▶ [Page]

━━━━━━━━━━━━━━━━━━━━━━━━━━━━━━

BELLMAC-8

General information
- Launched: 1977; 49 years ago
- Common manufacturer: Western Electric;

Performance
- Max. CPU clock rate: 2 MHz to 2 MHz
- Data width: 8 bits
- Address width: 16 bits

Physical specifications
- Transistors: over 7,000;
- Package: 40-pin DIP;

Architecture and classification
- Instruction set: MAC-8

History
- Successor: BELLMAC-80

= BELLMAC-8 =

8-bit microprocessor

The MAC-8, better known today as the BELLMAC-8, is an 8-bit microprocessor designed by Bell Labs. Production began in CMOS form at Western Electric as the WE212 in 1977. The MAC-8 was used only in AT&T products, like the 4ESS. No commercial spec sheets were published, so it is little known as a result. The best-known use, in the public, is the MAC-TUTOR computer trainer, released in 1979.

The MAC-8 was designed to run high-level programming languages, in particular, Bell's own C programming language. An uncommon feature of the system is that its assembler language was deliberately written to resemble C code, including support for variables and high-level constructs like for loops. In contrast, most assemblers of the era mapped much more directly onto the low-level opcodes of the processor and lacked higher-level features.

The MAC-8 was followed by the BELLMAC-80, a 32-bit system very different from the MAC-8 internally, but maintained the concept of being designed to run C. This was followed by the experimental CRISP design, and finally by the 1992 AT&T Hobbit, which saw limited commercial use.

==Description==
===Design concepts===
The MAC-8 is the first design to be produced by AT&T's ongoing C Machine Project that started in 1975. This aimed to produce processor designs that could directly run high level languages, specifically Bell's own C programming language.

One common way to improve the performance of processors is to use processor registers. These are small amounts of high-speed memory incorporated directly onto the chip to allow for very fast access to a small number of values. These were common on microprocessors, as these devices were normally connected to main memory that ran slower than the processor, so by using values in the registers overall performance can be improved. However, registers are very expensive in terms of the number of transistors they need and their connections to the rest of the chip. For this reason, only a few registers are normally available, at the time this normally numbered from one to eight. This was far too few to be easily used with a language like C, where function calls pass multiple values back and forth. Given Bell's goals and available process technology, the number of registers they would put on-chip would be too few for their needs.

Instead, the C Machine concept places its registers in main memory. This was not uncommon in the minicomputer field in the late 1960s, where the core memory was relatively fast compared to the central processing unit (CPU), meaning there was only a one-cycle delay accessing the data. The value of having many registers offset any downside compared of the slower access. Those microprocessors that were designed to work like older minicomputers, like the Texas Instruments TMS9900, often used this concept. The MAC-8 followed this pattern as well, using blocks of sixteen memory locations to represent the registers, and selecting the start of the block in memory with the Register Pointer, or RP. This meant a compiler could pass data into a function by writing the values to memory, moving RP to point to them, and then jumping to the function. When the function exited, the compiler changed RP to its earlier value to return the machine to its previous state. This concept is known as a register window. In those designs with a fixed number of hardware registers, like the MOS 6502, these sorts of function calls would normally require the data in the registers be written to main memory or a call stack, both of which require multiple cycles accessing memory.

━━━━━━━━━━━━━━━━━━━━━━━━━━━━━━

▶ [Supplied information]
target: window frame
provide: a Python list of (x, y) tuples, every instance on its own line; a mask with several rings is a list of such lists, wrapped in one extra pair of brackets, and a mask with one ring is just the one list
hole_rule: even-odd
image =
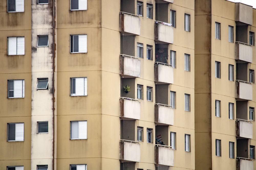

━━━━━━━━━━━━━━━━━━━━━━━━━━━━━━

▶ [Things to do]
- a) Do these statements agree with the BELLMAC-8 article? (i) The WE212 went into production in CMOS form in 1977. (ii) Commercial spec sheets for the MAC-8 were widely published. (iii) The MAC-8 used blocks of eight memory locations as its registers. Answer yes or no for each, quoting the article's deciding words.
- b) Carry the BELLMAC-8 article forward from its final sentence.
Nothing in the lines is needed here.

▶ [Results for each task]
- a)
(i) Yes: "Production began in CMOS form at Western Electric as the WE212 in 1977."
(ii) No: "No commercial spec sheets were published"
(iii) No: "using blocks of sixteen memory locations to represent the registers"

- b)
The system also included four public hardware registers. These were the 16-bit Program Counter (PC), Stack Pointer (SP), Register Pointer (RP) and Condition Register (CR), the latter more commonly known as a status register on other platforms. It also included two internal 8-bit registers used only during the processing of the current instruction, the instruction register (IR) that held the last-read instruction opcode, and the D/S register that stored the destination and source register numbers, 0 to 15 in two nibbles. Additionally, one 16-bit address value and its 8-bit data were latched during processing.

The system included a separate, simplified, math unit dedicated to address translations, the address arithmetic unit (AAU). This could read or write the address on the bus to or from the internal registers, or perform offsets and indexing, independent of the main arithmetic logic unit (ALU). One of the reasons for offloading the registers to memory was to free up room for the AAU. This allowed it to offer a wide variety of addressing modess while not having to use the ALU and thus suffering from cycle delays for the more complex modes. Because addresses were 16-bit, and often used registers for storage, addressing instructions always read and wrote the registers in pairs. When used in this fashion, they were referred to a "base" register, or "b registers", and those instructions using only a single 8-bit value were known as "a registers". Since the registers were always 16-bit in memory, a registers only used the low byte of the pair. Somewhat confusingly, when referred to in the documentation, a registers were denoted R, while the b registers were B.

===Instruction set===
The MAC-8 instruction set architecture (ISA) was split into three broad groups, Arithmetic and Logical, Control Transfer (branching), and Special.

Arithmetic and Logical instructions took one or two operands, each of which pointed to a register, a memory location, or held an immediate value (constant). The instruction was held in a single byte with the upper five bits containing the opcode and the lower three the addressing mode, indicating where the operands (if any) were held. For instance, the addition instruction could indicate that it wanted to add the values in Rs (source) to Rd (destination), by setting the mode to 0 (register-to-register). If the values were in R1 and R2, then the D/S byte would be set to 00010010. Alternately, the same addition could use mode 6, which would add the value in a source b register to the value in a memory location offset by the value in another register (indirect addressing). In this case, the D/S register contains the 16-bit source register, Bs, and the destination holds the destination a register, Rd.

The main set of eight modes included register/register, register to or from base address in memory (indirect), register to or from base address plus an offset (indexed) and auto-incrementing, which added one to the value of the selected B register and then accessed the data at that location. This last mode was useful for implementing loops over memory, by placing the base address in memory and then repeatedly calling the opcode with the same register number, causing it to increment without an explicit instruction. If either nibble was set to the value 15, the meaning of the eight modes changed. In this case, the source was no longer one of the 16 registers, but either the program counter or stack counter depending on the mode, while the destination mostly referred to R15 but addresses were taken from the SP. These later modes were mostly used with conditional branches, allowing the instruction to, for instance, jump forward n locations from the current PC based on the value in the source. Separate instructions, PUSH and POP and BUMP and DEBUMP, increment and decrement the stack pointer or register pointer, respectively.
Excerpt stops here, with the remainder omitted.